[DATASET CONTENT Boundary: Start]
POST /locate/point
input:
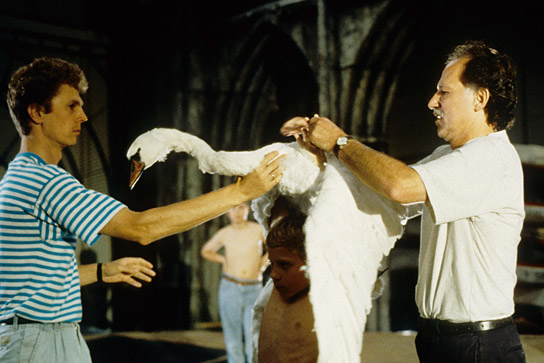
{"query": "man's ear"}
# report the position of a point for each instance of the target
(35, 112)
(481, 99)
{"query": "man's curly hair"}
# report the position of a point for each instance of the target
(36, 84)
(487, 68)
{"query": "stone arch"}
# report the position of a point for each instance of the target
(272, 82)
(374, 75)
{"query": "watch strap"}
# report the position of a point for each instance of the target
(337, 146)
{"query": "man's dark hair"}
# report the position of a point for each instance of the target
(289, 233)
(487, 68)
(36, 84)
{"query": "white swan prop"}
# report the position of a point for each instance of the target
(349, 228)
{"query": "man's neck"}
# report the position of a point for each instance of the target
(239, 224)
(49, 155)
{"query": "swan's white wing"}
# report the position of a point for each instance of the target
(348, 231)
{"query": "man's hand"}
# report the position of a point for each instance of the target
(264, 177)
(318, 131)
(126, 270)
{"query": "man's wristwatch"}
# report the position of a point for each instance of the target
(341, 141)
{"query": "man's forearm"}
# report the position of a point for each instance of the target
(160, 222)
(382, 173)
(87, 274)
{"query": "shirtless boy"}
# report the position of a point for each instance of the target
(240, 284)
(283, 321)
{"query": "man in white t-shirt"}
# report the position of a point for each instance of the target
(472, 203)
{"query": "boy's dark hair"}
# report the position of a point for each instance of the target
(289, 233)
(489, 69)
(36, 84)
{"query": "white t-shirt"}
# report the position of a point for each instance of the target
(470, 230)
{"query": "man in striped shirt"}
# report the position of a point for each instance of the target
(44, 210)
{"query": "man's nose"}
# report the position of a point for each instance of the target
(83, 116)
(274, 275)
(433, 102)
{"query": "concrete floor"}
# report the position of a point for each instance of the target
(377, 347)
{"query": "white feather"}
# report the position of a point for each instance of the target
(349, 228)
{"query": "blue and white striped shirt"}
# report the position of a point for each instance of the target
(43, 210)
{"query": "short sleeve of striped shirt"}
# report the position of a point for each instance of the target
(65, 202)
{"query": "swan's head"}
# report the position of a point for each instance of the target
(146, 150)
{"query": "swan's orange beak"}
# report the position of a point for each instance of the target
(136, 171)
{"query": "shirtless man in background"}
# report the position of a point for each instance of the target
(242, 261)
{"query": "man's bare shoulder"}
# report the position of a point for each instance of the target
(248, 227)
[DATASET CONTENT Boundary: End]
[DATASET CONTENT Boundary: Start]
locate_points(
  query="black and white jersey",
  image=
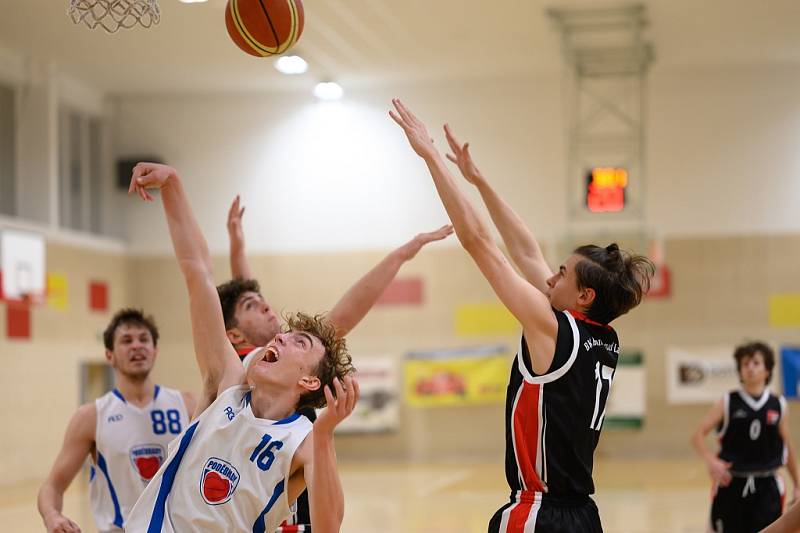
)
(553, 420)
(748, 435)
[DATASET CONTENT Boundary: End]
[DATASET CONTENT Boundary: Start]
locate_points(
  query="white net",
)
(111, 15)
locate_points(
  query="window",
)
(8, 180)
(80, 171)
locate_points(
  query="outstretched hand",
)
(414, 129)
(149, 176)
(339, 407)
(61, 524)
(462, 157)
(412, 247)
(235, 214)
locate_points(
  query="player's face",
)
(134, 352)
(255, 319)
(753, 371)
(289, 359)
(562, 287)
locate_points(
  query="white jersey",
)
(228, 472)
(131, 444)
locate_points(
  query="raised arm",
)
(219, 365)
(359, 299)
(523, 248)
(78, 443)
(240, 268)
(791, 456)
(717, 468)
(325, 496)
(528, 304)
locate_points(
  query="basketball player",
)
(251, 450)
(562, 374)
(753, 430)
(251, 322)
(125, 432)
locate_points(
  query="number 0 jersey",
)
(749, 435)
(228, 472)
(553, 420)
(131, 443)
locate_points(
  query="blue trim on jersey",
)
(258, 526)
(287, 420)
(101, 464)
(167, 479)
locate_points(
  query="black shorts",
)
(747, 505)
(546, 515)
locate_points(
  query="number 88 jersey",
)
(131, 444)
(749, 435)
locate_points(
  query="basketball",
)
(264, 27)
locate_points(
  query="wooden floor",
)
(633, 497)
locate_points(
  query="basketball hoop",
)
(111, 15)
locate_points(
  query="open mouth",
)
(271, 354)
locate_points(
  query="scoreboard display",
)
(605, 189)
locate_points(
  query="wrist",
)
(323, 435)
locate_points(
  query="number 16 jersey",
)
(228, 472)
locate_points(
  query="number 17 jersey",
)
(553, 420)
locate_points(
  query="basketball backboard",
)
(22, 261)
[DATASET CONTENT Boundary: End]
Check each line above for the string "black" and copy those that have it.

> _THE ANSWER_
  query="black and white jersey",
  query="black shorts",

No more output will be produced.